--- START Records ---

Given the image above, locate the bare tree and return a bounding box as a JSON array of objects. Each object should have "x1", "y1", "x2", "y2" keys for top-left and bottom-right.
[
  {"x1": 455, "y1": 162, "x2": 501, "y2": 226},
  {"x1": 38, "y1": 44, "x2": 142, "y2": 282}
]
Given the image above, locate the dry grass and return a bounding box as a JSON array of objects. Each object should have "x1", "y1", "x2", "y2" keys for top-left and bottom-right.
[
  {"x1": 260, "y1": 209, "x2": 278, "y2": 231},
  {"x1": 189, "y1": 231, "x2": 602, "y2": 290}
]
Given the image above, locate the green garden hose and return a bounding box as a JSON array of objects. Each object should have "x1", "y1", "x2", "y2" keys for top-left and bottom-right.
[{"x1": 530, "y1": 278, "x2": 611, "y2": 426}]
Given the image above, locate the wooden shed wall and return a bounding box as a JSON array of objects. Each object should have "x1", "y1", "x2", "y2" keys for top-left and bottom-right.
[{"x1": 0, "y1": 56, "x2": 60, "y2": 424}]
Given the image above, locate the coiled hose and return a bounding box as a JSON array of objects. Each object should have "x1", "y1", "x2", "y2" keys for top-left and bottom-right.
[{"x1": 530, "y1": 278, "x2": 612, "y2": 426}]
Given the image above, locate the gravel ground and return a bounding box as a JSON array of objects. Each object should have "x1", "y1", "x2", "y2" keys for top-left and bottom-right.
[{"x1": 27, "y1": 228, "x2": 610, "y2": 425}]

--- END Records ---

◆ **What is being asked**
Rescale the material above: write out every line again, requests included, multiplying each bounding box coordinate in the answers by 1.25 and rounding to the nearest whole number, with halves rounded up. Leave the requests and their format samples unchanged.

◆ **Complete response**
Given the image above, locate the bare tree and return a bounding box as a JSON array of objects. Each object should have "x1", "y1", "x2", "y2" keys for top-left and bottom-right.
[
  {"x1": 569, "y1": 203, "x2": 626, "y2": 283},
  {"x1": 48, "y1": 55, "x2": 178, "y2": 353}
]
Given the image above, locate the dry grass and return a bounding box as a JSON array of objects. Each object should have "x1", "y1", "x2", "y2" keys for top-left and bottom-right.
[
  {"x1": 325, "y1": 261, "x2": 348, "y2": 289},
  {"x1": 236, "y1": 289, "x2": 753, "y2": 363}
]
Given the image above, locate the green garden hose and return a bounding box as a JSON array of objects. Each object should have "x1", "y1", "x2", "y2" keys for top-left and bottom-right.
[{"x1": 663, "y1": 348, "x2": 764, "y2": 533}]
Given the image above, locate the wooden shed wall and return a bounding box as a JSON array of objects. Each object should have "x1", "y1", "x2", "y2" keys for top-left and bottom-right.
[{"x1": 0, "y1": 70, "x2": 75, "y2": 530}]
Given the image above, locate the coiled hose and return a bounding box as a JSON array of objects. Each object should have "x1", "y1", "x2", "y2" keys for top-left and bottom-right.
[{"x1": 663, "y1": 348, "x2": 765, "y2": 533}]
Given the image above, locate the gravel ground and return a bounding box as a JSON array of objects. Each object should have "x1", "y1", "x2", "y2" keys for top-left and bottom-right.
[{"x1": 34, "y1": 285, "x2": 763, "y2": 531}]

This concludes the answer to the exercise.